Problems and tasks >>
[a] From the Red Lion account, list the decorative features of The Quay Bar that the writer stopped to take in.
[b] Carry on with the Red Lion account past its final sentence, keeping the same first-person voice.

When I stepped into the Red Lion’s lobby, AM gold was trickling through the speakers as if they could only play music from the era the hotel was built. Even the stifling caked-in cigarette smoke not even close to being masked by pine-scented spray that assaulted us on the way to the elevator felt right. Before heading to a family bbq, we had a drink in The Quay Bar to take in the crustacean-themed stained glass, porthole windows and interior boat mast. A little pirate, a little coastal. We were the only ones in the bar at 3pm other than a band sound-checking, providing a small taste of what was to come.
And it came with the $5 price of admission that evening. The entire parking lot was packed when we showed up around 10pm. The band, not Gina K., as advertised out front, was playing covers from Prince to Wild Cherry. People were dancing. Hard. Ladies were drinking shots. Screaming. Everyone knew each other, including our waitress, the same one we’d had seven hours earlier. The women dolled-up in the shortest, tightest, stretchy low-cut dresses like you might buy at Rainbow if they had Rainbow in Oregon, all radiated cougar-ness, even the young ladies (28 is old in the suburbs if you’re single). I was surprised women in their 20s would take part in such an oldies, motel bar scene. The men were all sloppy, not trying half as hard as the women. And I guess they don’t need to. One young knobby dude with a moustache that would appear intentional across the Columbia River was flanked by two women, one tiny, one plump, and he was rubbing up against both of them, arm over one’s shoulder, then the other. Threesome, Washington state-style. I tried to take a cameraphone picture of the 50-ish gentleman with long blonde hair styled into crunchy ringlets, aviator shades and a fitted glittery t-shirt tucked into jeans in a way that might’ve made sense in Germany.
We stepped out for a cigarette and a frantic woman stormed out, quizzing all the people outside (not us) about whether they’d seen a red sports car. They had, but it had left. This woman’s friend took off with the driver and had been gone for too long. She wasn’t answering her phone. As we were about to head back to our room, the car pulled up, the quizzer ran over and started screaming at both the friend and the driver, a clean-cut blonde man, younger and more attractive than both women. The friend ran inside of the bar while a screaming match ensued in the parking lot. As we walked past, the guy was pulling down his pants and bending over. I have never seen a mooning in my 13 years in NYC! Combined with the bare ass SF outdoor pooper, it was the week for butts.

Data excerpts >>

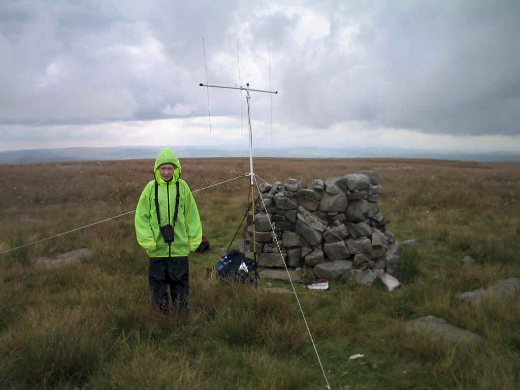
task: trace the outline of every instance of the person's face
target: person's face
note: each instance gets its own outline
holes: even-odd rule
[[[173,177],[173,172],[177,168],[173,164],[163,164],[159,167],[161,177],[165,181],[171,181]]]

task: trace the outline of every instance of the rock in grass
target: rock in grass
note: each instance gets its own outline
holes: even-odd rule
[[[499,280],[486,290],[480,288],[473,291],[467,291],[459,295],[461,301],[467,301],[472,303],[480,303],[484,297],[508,298],[520,293],[520,279],[510,278]]]
[[[442,318],[433,316],[409,321],[406,323],[406,330],[423,333],[435,341],[446,340],[469,344],[479,343],[483,340],[478,334],[449,324]]]
[[[464,264],[473,264],[474,263],[475,263],[475,259],[474,259],[471,256],[466,256],[462,260],[461,260],[460,262],[463,263]]]
[[[414,238],[411,240],[405,240],[402,242],[402,245],[404,246],[415,246],[419,243],[417,242],[417,240]]]
[[[289,280],[289,277],[287,275],[287,270],[285,269],[258,268],[258,275],[261,279],[274,279],[281,280]],[[289,270],[291,279],[293,281],[300,281],[302,280],[302,274],[293,269]]]
[[[38,257],[36,259],[36,265],[47,268],[57,268],[66,264],[78,263],[82,258],[89,257],[92,254],[92,251],[88,248],[82,248],[54,257]]]

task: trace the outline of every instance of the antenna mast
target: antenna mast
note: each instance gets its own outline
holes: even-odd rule
[[[250,191],[251,194],[251,211],[253,214],[253,256],[255,261],[256,261],[256,237],[255,229],[255,197],[254,197],[254,171],[253,170],[253,131],[251,129],[251,115],[250,110],[249,101],[251,98],[251,96],[249,94],[249,91],[255,91],[256,92],[265,92],[268,94],[278,94],[278,91],[265,90],[265,89],[253,89],[249,87],[249,83],[245,84],[245,87],[228,87],[224,85],[211,85],[210,84],[204,84],[200,83],[199,85],[201,87],[206,87],[209,88],[226,88],[229,89],[240,89],[245,90],[246,93],[245,98],[248,101],[248,123],[249,124],[249,177],[251,179],[251,190]]]

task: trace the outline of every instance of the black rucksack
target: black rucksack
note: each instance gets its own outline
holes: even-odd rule
[[[256,283],[259,277],[257,267],[255,260],[233,250],[219,260],[214,269],[217,277],[223,282]]]

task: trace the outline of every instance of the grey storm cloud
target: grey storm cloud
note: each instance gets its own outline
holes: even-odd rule
[[[239,41],[242,81],[267,89],[269,45],[280,121],[520,134],[518,2],[289,4],[3,2],[0,124],[204,115],[205,37],[220,85],[238,82]],[[237,102],[211,91],[214,114]]]

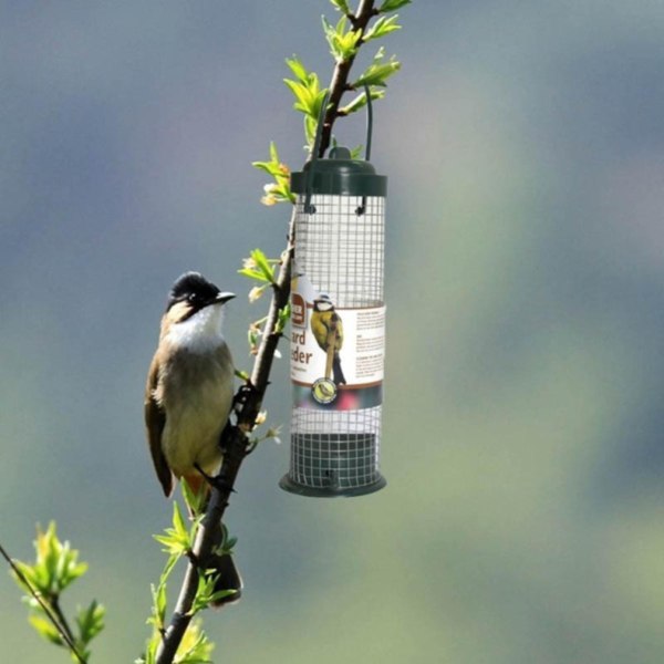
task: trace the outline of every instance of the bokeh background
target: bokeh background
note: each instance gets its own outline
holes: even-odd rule
[[[270,139],[303,160],[283,59],[329,80],[323,12],[0,2],[0,539],[29,558],[56,519],[82,550],[68,608],[106,604],[100,664],[142,651],[163,562],[142,393],[167,289],[198,269],[243,294],[242,257],[283,247],[250,162]],[[247,590],[205,615],[215,661],[660,663],[664,3],[401,14],[373,155],[388,487],[298,498],[287,442],[250,457],[229,511]],[[240,367],[263,307],[230,308]],[[286,357],[267,406],[288,425]],[[0,616],[0,661],[68,661],[4,572]]]

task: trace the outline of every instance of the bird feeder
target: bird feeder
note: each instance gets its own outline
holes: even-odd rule
[[[313,157],[291,175],[298,195],[291,283],[293,407],[290,469],[280,486],[301,496],[361,496],[386,484],[378,452],[387,178],[369,162],[371,102],[367,110],[365,159],[333,147],[326,158]]]

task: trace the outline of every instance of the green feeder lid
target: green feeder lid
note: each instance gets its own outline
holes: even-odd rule
[[[340,196],[385,196],[387,176],[363,159],[351,158],[347,147],[333,147],[330,156],[312,159],[302,170],[291,174],[294,194],[332,194]]]

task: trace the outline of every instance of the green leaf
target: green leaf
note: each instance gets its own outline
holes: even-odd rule
[[[338,62],[347,61],[357,52],[362,30],[346,30],[347,18],[339,19],[336,25],[332,25],[325,17],[322,17],[323,32],[330,45],[330,52]]]
[[[196,522],[193,530],[195,527]],[[173,502],[173,528],[166,528],[164,535],[153,535],[153,538],[172,556],[179,557],[191,549],[194,533],[189,533],[177,502]]]
[[[411,4],[413,0],[385,0],[381,7],[378,7],[378,13],[383,13],[386,11],[395,11],[405,7],[406,4]]]
[[[28,621],[46,641],[64,646],[65,643],[53,623],[41,615],[29,615]]]
[[[293,72],[298,81],[307,81],[309,72],[307,71],[307,68],[300,62],[297,55],[293,55],[292,58],[287,58],[286,64],[288,64],[290,71]]]
[[[332,4],[334,4],[334,8],[341,11],[342,13],[346,15],[351,13],[351,8],[349,7],[346,0],[330,0],[330,2],[332,2]]]
[[[200,621],[194,621],[177,649],[174,664],[212,664],[210,657],[214,647],[215,644],[200,627]]]

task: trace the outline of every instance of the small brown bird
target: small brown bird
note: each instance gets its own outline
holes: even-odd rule
[[[219,446],[234,398],[234,363],[221,333],[224,304],[235,298],[198,272],[173,286],[162,318],[159,345],[145,387],[145,424],[152,459],[166,497],[174,478],[200,490],[222,460]],[[219,528],[219,541],[221,529]],[[221,603],[239,599],[242,582],[229,554],[207,561],[219,574],[218,590],[236,590]]]

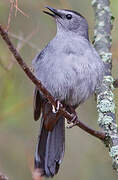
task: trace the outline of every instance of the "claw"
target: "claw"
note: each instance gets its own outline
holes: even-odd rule
[[[70,129],[70,128],[76,126],[79,123],[77,115],[75,115],[71,121],[67,121],[67,123],[70,124],[67,126],[67,129]]]
[[[54,114],[56,114],[59,111],[59,107],[60,107],[60,102],[58,100],[56,103],[57,103],[56,108],[52,105],[52,112]]]

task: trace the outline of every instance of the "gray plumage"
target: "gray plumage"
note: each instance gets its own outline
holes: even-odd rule
[[[56,20],[57,34],[33,60],[34,72],[55,98],[65,102],[66,105],[78,106],[101,85],[104,64],[89,41],[88,24],[83,16],[70,10],[55,10],[50,7],[48,9],[54,13],[52,16]],[[38,106],[37,102],[35,98],[35,112],[40,106],[40,100]],[[37,113],[34,114],[36,116]],[[64,154],[64,133],[58,130],[58,128],[64,130],[64,120],[63,123],[59,121],[61,120],[58,120],[52,131],[44,130],[44,125],[40,131],[39,144],[44,138],[45,148],[43,165],[39,165],[39,168],[44,170],[47,177],[57,172],[56,164],[57,162],[60,164]],[[46,133],[41,139],[42,131]],[[40,155],[42,147],[39,144],[36,156],[42,161]]]

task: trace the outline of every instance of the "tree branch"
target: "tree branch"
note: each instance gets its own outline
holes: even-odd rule
[[[116,124],[115,103],[113,94],[114,79],[111,75],[112,53],[111,30],[114,17],[110,11],[110,0],[92,0],[95,11],[94,46],[106,66],[102,87],[96,90],[98,124],[109,138],[109,152],[113,168],[118,171],[118,126]]]
[[[9,180],[9,178],[0,172],[0,180]]]
[[[8,34],[5,32],[5,30],[2,28],[1,25],[0,25],[0,35],[2,36],[3,40],[6,42],[7,46],[9,47],[9,50],[11,51],[11,53],[13,54],[13,56],[15,57],[15,59],[17,60],[17,62],[21,66],[21,68],[23,69],[23,71],[26,73],[28,78],[40,89],[40,91],[48,99],[48,101],[56,108],[56,106],[57,106],[56,100],[46,90],[46,88],[42,85],[42,83],[32,74],[32,72],[30,71],[30,69],[28,68],[26,63],[21,58],[20,54],[17,52],[16,48],[14,48],[13,44],[11,43],[11,41],[10,41],[10,39],[8,37]],[[70,114],[69,112],[67,112],[62,107],[62,105],[59,108],[59,112],[68,120],[72,120],[73,117],[74,117],[74,114]],[[100,140],[103,140],[103,141],[106,140],[105,133],[102,133],[102,132],[95,131],[95,130],[91,129],[90,127],[85,125],[83,122],[81,122],[79,119],[78,119],[77,126],[80,127],[81,129],[83,129],[84,131],[88,132],[92,136],[100,139]]]
[[[115,79],[113,82],[114,88],[118,88],[118,79]]]

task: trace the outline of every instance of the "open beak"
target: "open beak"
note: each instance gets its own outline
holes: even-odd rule
[[[44,13],[46,13],[52,17],[58,16],[58,17],[62,18],[61,14],[56,9],[49,7],[49,6],[46,6],[45,8],[49,9],[51,12],[53,12],[53,14],[48,11],[43,11]]]

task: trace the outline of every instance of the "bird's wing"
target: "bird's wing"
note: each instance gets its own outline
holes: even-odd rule
[[[34,91],[34,120],[37,121],[41,114],[42,107],[42,97],[37,87],[35,87]]]

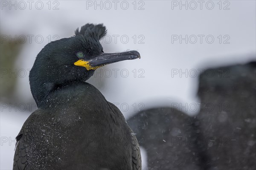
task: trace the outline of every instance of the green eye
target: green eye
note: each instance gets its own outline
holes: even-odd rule
[[[76,53],[76,57],[80,59],[82,59],[84,57],[84,54],[81,51],[79,51]]]

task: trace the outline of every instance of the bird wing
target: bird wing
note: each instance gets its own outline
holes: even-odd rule
[[[27,153],[30,149],[30,141],[33,138],[33,126],[38,115],[35,110],[26,121],[20,133],[16,137],[16,149],[13,161],[13,170],[26,170],[27,164]]]
[[[108,105],[111,109],[113,109],[113,112],[114,113],[117,113],[119,115],[122,116],[122,119],[125,121],[125,118],[120,110],[117,108],[114,104],[111,103],[110,102],[108,102]],[[128,125],[127,125],[128,126]],[[129,127],[129,126],[128,126]],[[139,142],[137,140],[136,136],[134,132],[130,128],[130,132],[131,134],[131,144],[132,144],[132,165],[133,170],[141,170],[142,168],[141,166],[141,156],[140,155],[140,145],[139,145]]]

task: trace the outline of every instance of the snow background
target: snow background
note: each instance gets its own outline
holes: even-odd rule
[[[123,61],[105,66],[102,72],[109,71],[106,69],[112,70],[110,77],[103,74],[102,78],[98,75],[89,80],[109,101],[119,103],[118,107],[126,118],[135,113],[141,106],[144,105],[145,109],[154,106],[171,106],[172,102],[180,103],[183,106],[200,102],[196,95],[198,76],[192,77],[188,75],[186,77],[185,74],[180,76],[177,74],[172,76],[172,73],[174,71],[172,69],[182,69],[183,71],[186,69],[198,70],[255,60],[254,0],[226,1],[230,4],[229,10],[223,9],[227,4],[224,4],[224,1],[222,1],[222,9],[220,10],[217,3],[219,0],[211,1],[214,4],[212,10],[206,7],[205,4],[209,1],[204,1],[201,10],[198,3],[195,10],[190,9],[189,6],[187,10],[185,6],[182,6],[180,10],[179,6],[172,6],[172,3],[179,3],[180,1],[168,0],[137,1],[135,2],[136,10],[132,3],[134,1],[124,3],[119,1],[115,9],[114,3],[110,1],[108,2],[111,3],[112,8],[108,10],[106,8],[108,8],[108,4],[105,4],[104,8],[104,1],[101,2],[102,9],[99,6],[96,6],[95,9],[94,6],[87,6],[87,5],[94,3],[94,1],[58,0],[56,1],[58,3],[57,8],[59,9],[55,10],[49,9],[47,4],[48,1],[42,1],[44,8],[41,10],[35,8],[37,1],[35,1],[31,10],[29,9],[29,4],[26,3],[27,7],[24,10],[19,8],[15,10],[12,7],[10,10],[9,6],[3,6],[3,1],[1,1],[0,17],[2,34],[10,34],[12,37],[15,35],[33,35],[34,37],[41,35],[44,38],[41,43],[37,43],[32,38],[31,43],[24,45],[16,62],[18,69],[27,70],[31,68],[37,54],[49,42],[47,38],[48,35],[53,40],[54,35],[58,36],[59,39],[70,37],[74,34],[77,28],[87,23],[103,23],[107,27],[108,34],[112,37],[112,41],[107,43],[103,41],[105,52],[137,50],[141,56],[140,60]],[[97,2],[98,4],[101,3],[100,1]],[[182,2],[184,4],[187,2],[188,5],[189,3]],[[15,1],[12,2],[15,3]],[[122,2],[129,4],[127,9],[122,8],[120,4]],[[53,4],[53,1],[51,3],[52,8],[57,4]],[[123,4],[123,7],[125,7],[125,4]],[[138,10],[139,6],[142,5],[144,9]],[[191,5],[193,8],[193,5]],[[119,36],[116,42],[113,35]],[[123,35],[129,38],[127,43],[122,42],[120,40]],[[135,43],[132,38],[134,35],[137,38]],[[212,44],[207,43],[204,38],[201,44],[198,39],[195,44],[186,44],[185,40],[181,44],[178,41],[172,43],[172,35],[182,35],[183,37],[186,35],[189,37],[212,35],[215,40]],[[222,38],[225,35],[229,35],[230,43],[220,44],[217,38],[219,35],[221,35]],[[139,35],[145,37],[142,41],[144,44],[138,43],[141,40],[138,37]],[[123,40],[125,41],[125,39]],[[108,42],[108,39],[106,38],[105,40]],[[123,72],[125,76],[122,74],[122,76],[120,71],[118,71],[115,77],[113,69],[127,69],[129,76],[123,77],[125,73]],[[132,72],[134,69],[137,71],[135,77]],[[138,77],[141,73],[138,72],[139,69],[143,70],[144,77]],[[28,71],[26,73],[24,77],[18,78],[15,91],[21,103],[33,102]],[[108,73],[105,73],[109,75]],[[199,73],[197,72],[198,75]],[[1,102],[0,169],[12,169],[15,137],[31,112],[3,108]],[[135,111],[133,106],[134,103],[137,106]],[[121,108],[121,105],[124,108]],[[125,108],[127,105],[128,109]],[[189,109],[187,111],[191,115],[197,113]],[[144,154],[143,158],[145,160],[145,158]],[[146,168],[145,162],[144,169]]]

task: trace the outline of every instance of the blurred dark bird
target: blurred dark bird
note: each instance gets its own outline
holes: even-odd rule
[[[209,170],[256,169],[255,75],[255,60],[200,75],[197,118],[203,136],[213,141],[203,143]]]
[[[148,170],[207,169],[200,122],[170,107],[137,113],[127,121],[147,153]]]
[[[141,170],[138,143],[120,111],[85,82],[97,68],[140,57],[136,51],[108,54],[102,24],[51,42],[29,74],[38,109],[16,137],[14,170]]]

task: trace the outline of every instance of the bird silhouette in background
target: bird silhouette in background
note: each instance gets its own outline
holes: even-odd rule
[[[16,137],[14,170],[141,170],[140,147],[121,111],[86,82],[97,68],[140,58],[105,53],[102,24],[47,45],[29,74],[38,107]]]

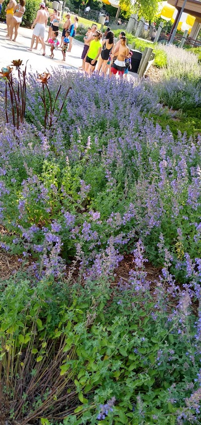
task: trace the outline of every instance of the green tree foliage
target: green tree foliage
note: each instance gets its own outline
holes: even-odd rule
[[[126,0],[130,1],[130,0]],[[143,16],[148,21],[152,21],[155,17],[158,9],[158,0],[140,0],[137,1],[134,6],[135,12],[139,17]]]
[[[6,18],[5,9],[9,3],[9,0],[4,2],[2,7],[1,16]],[[31,26],[36,18],[37,11],[39,9],[40,0],[26,0],[26,11],[24,15],[23,23],[26,26]]]

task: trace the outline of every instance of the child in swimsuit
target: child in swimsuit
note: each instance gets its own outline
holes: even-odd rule
[[[69,36],[70,35],[70,31],[66,31],[65,32],[65,36],[63,39],[63,45],[62,47],[62,54],[63,54],[63,60],[66,60],[66,50],[68,48],[69,43],[70,42],[70,40],[69,39]]]
[[[131,57],[133,55],[133,52],[129,52],[129,57],[127,57],[126,59],[124,59],[124,61],[125,62],[125,70],[124,71],[124,75],[125,76],[125,78],[127,78],[128,73],[129,72],[129,69],[131,69]]]
[[[53,33],[52,38],[49,38],[48,40],[48,44],[51,45],[50,48],[51,54],[50,54],[50,56],[52,58],[52,59],[53,58],[54,56],[53,50],[54,50],[54,49],[56,49],[59,45],[59,41],[58,41],[57,39],[58,35],[59,32],[55,31]]]
[[[87,39],[91,31],[91,28],[90,28],[90,27],[89,27],[88,28],[87,28],[87,32],[86,33],[86,34],[85,35],[85,37],[84,37],[84,40],[87,40]]]

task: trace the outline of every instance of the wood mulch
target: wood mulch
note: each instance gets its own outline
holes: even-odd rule
[[[21,264],[17,255],[9,255],[0,250],[0,281],[9,279],[16,270],[19,270]]]
[[[155,284],[156,281],[158,280],[161,268],[154,267],[149,262],[145,262],[144,264],[147,280],[153,284]],[[115,280],[112,285],[117,285],[121,279],[123,279],[126,282],[128,281],[129,272],[132,269],[135,269],[133,256],[130,254],[126,254],[124,256],[124,259],[119,263],[118,267],[114,270]]]
[[[154,83],[158,83],[162,80],[163,70],[152,65],[148,70],[146,74],[146,78],[147,78],[147,80],[153,81]]]

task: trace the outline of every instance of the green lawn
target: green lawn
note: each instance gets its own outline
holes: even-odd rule
[[[53,12],[53,9],[49,9],[49,12],[50,14],[52,13]],[[67,13],[67,12],[66,12],[66,13]],[[66,21],[65,16],[66,16],[66,13],[65,13],[63,14],[63,19],[62,19],[62,22],[61,22],[62,25],[65,22],[65,21]],[[72,14],[71,14],[71,20],[72,21],[73,20],[73,18],[75,16],[75,15],[73,15]],[[93,24],[95,23],[95,24],[97,26],[97,28],[99,28],[99,29],[100,28],[100,27],[101,27],[100,24],[97,24],[97,22],[94,22],[94,21],[89,21],[89,19],[85,19],[85,18],[81,18],[81,16],[79,16],[78,15],[78,18],[79,18],[78,24],[83,24],[83,25],[84,25],[85,27],[91,27],[93,23]]]

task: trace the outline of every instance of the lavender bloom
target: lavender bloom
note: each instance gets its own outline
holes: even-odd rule
[[[112,412],[115,401],[115,397],[112,397],[110,400],[107,401],[106,404],[100,404],[100,410],[97,416],[97,419],[99,420],[105,419],[108,416],[109,412]]]

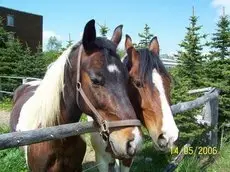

Results of the tasks >>
[a]
crustacean-themed stained glass
porthole windows
interior boat mast

[b]
When it comes down to it, there was nothing novel about any of this. This scene plays out Friday nights in small towns around the nation. And I love it. One of my many projects that I don’t have the skills (technical or social) or wherewithal to produce that I came up with when I first moved to NYC was a photo essay “T.G.I. Friday” that would document how people do their thing on Fridays around the city. I swear what I had envisioned is far less lame than that sounds. I think now I would call it “Everybody’s Working for the Weekend” and focus on small dance clubs, bars and restaurants around the country. I would start with Dallas BBQ. I want to celebrate Friday nights forever giant frozen blue cocktails.
Last week while in Portland, Oregon I reluctantly read an article titled A Twee Grows in Brooklyn (and the twee keeps growing) about the Portlandification of said borough. I also turned 39 while in the city of roses (the moniker that no one outside of the city recognizes).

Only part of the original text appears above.